§ THE RECORDS
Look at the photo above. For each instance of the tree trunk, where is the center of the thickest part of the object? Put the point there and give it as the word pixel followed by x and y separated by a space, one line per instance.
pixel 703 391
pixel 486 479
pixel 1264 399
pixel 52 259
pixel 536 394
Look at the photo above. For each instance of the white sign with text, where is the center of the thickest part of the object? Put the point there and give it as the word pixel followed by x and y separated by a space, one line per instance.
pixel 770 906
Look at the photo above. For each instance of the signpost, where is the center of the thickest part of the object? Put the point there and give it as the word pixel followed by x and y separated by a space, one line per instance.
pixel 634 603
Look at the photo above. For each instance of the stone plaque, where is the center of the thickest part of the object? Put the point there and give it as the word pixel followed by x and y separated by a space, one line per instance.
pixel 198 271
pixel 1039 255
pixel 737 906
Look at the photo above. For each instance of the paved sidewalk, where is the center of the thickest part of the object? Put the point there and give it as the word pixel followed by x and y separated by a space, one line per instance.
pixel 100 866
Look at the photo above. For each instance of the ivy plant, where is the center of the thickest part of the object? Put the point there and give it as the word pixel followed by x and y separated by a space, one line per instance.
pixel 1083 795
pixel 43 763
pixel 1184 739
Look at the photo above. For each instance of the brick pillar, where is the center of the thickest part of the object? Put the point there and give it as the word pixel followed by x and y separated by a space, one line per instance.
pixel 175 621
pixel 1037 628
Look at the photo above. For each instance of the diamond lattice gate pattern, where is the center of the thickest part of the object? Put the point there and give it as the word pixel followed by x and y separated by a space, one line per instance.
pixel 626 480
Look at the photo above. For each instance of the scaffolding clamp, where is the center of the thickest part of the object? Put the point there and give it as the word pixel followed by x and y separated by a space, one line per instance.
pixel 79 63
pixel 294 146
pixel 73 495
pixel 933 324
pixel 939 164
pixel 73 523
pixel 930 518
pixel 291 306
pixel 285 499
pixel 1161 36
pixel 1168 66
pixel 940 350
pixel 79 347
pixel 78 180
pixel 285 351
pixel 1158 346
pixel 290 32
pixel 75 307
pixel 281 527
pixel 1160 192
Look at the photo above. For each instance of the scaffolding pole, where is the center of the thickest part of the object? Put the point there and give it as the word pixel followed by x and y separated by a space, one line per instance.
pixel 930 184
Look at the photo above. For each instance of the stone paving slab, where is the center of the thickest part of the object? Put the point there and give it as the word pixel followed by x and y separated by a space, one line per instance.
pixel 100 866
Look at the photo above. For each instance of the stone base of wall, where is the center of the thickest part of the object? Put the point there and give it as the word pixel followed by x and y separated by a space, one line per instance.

§ WHAT YOU NEED TO DO
Transcribe the whole listing exactly.

§ RESPONSE TO THIS TASK
Look at the photo above. For each instance of the tree trunk, where is the center of the thickest part of the object? Put the point there and give it as the word pixel followed by x and y separated by a space, one line per instance.
pixel 703 391
pixel 486 479
pixel 1264 399
pixel 52 259
pixel 536 394
Look at the photo above. For each instance of the white sign with text, where is the center of the thickest part of the object? Put the point there and give it as the word pixel followed by x and y separated by a space, one line per instance.
pixel 770 906
Look at the photo above. For each instance of the signpost, where is the center of the thickest part of the object? Put the point there and give it as the word pixel followed by x and y separated by a space, one line per instance.
pixel 634 603
Look at the photo above. For each instance of the stone plaque, where is the center of the thickest part of the object? Put the point there and give it as the word pixel followed by x and y separated by a space, one line per instance.
pixel 198 271
pixel 1039 255
pixel 737 906
Look at the photo above. For each instance of the paved sidewalk, where is the center of the thickest part of the object? Put the point there and give it as the word pixel followed by x and y separated by a space, one line per instance.
pixel 100 866
Look at the photo above. For each instance of the ivy plant, where is the center of the thickest part of the object? Put the point there and give it as the word pixel followed by x and y separated by a space, one line per instance.
pixel 1083 795
pixel 43 763
pixel 1184 739
Look at the photo above. For each instance of the brick pillar, where is the center of the thickest part of the object? Put the point there and give it as the word pixel followed by x and y separated by a space, one line per instance.
pixel 175 621
pixel 1037 628
Look at the photo above. For each instance of the diamond lattice gate pattern, where is the center of the thickest part of the object? Put the point there and give it as the word pixel followed by x and y separated by a space, one line per instance.
pixel 626 480
Look at the photo above. For each instance of the scaffolding clamp, where is the center of the thickest part of the object? Put the point there and give it as the word pixel followed by x and y separated by a space, one line per instance.
pixel 79 63
pixel 294 146
pixel 73 495
pixel 933 324
pixel 939 164
pixel 73 523
pixel 930 518
pixel 291 306
pixel 285 499
pixel 1161 36
pixel 1168 66
pixel 940 350
pixel 79 347
pixel 78 180
pixel 285 351
pixel 1158 346
pixel 290 32
pixel 75 307
pixel 281 527
pixel 1160 192
Look at the photo above. For each instance of the scaffolding pole, where is the center of the thickest part of the object? Put the point there and give it as the word pixel followed by x and y separated by a space, one line per instance.
pixel 930 184
Look at the photo above. For each instance of the stone paving slab, where is the center of the thickest part of the object? Put the point there and give it as the word pixel followed by x and y separated by a space, one line per instance.
pixel 100 866
Look at the photo above. For each instance of the stone base of wall, where is the center of the thickest part of the object? Put the point there and give it as the word pixel followed by x and y separated by a space, one line per instance.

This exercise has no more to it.